:: Data for this exercise

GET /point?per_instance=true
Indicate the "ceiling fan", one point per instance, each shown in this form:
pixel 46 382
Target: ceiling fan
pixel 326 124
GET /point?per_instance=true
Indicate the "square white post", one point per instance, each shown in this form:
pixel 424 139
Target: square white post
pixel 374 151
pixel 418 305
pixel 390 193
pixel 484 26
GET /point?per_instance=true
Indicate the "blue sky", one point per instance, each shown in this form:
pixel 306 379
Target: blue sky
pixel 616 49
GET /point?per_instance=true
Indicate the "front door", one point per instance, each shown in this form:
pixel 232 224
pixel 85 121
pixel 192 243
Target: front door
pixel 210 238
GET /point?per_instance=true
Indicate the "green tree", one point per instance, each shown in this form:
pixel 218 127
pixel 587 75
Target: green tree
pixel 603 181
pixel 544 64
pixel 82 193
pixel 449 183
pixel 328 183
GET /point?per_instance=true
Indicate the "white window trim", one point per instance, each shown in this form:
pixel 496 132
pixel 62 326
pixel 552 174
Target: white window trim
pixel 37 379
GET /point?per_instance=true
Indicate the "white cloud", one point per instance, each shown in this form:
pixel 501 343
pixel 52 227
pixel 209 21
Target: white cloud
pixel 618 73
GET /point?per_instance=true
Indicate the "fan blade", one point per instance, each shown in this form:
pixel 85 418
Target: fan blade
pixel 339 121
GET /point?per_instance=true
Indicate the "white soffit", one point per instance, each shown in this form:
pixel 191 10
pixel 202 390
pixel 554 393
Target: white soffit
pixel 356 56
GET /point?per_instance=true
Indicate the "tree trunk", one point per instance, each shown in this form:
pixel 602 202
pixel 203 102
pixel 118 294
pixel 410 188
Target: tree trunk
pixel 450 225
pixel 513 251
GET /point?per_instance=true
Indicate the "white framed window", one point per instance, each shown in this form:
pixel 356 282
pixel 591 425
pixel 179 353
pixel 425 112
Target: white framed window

::::

• **Description of the task**
Taking the entries from their first line through the line with "pixel 218 127", inclusive, restate each line word for word and give nothing else.

• **Result of the exercise**
GET /point?per_instance=true
Indicate the "ceiling fan", one point per instance, each shown in this form:
pixel 46 382
Target: ceiling fan
pixel 326 124
GET /point?per_instance=true
Indicate the "square white post", one point per instance, each shown in this form:
pixel 424 139
Target: square white post
pixel 374 151
pixel 418 305
pixel 390 193
pixel 484 26
GET /point?per_instance=true
Indicate the "blue sky", one point per instance, each shown in this form:
pixel 306 379
Target: blue sky
pixel 616 49
GET /point?per_instance=true
Indicate the "front door", one point per instance, each shown in this form:
pixel 232 224
pixel 85 121
pixel 192 243
Target: front door
pixel 210 238
GET /point?per_instance=true
Indicate the "green tree", one point per instance, each shown in this form:
pixel 218 127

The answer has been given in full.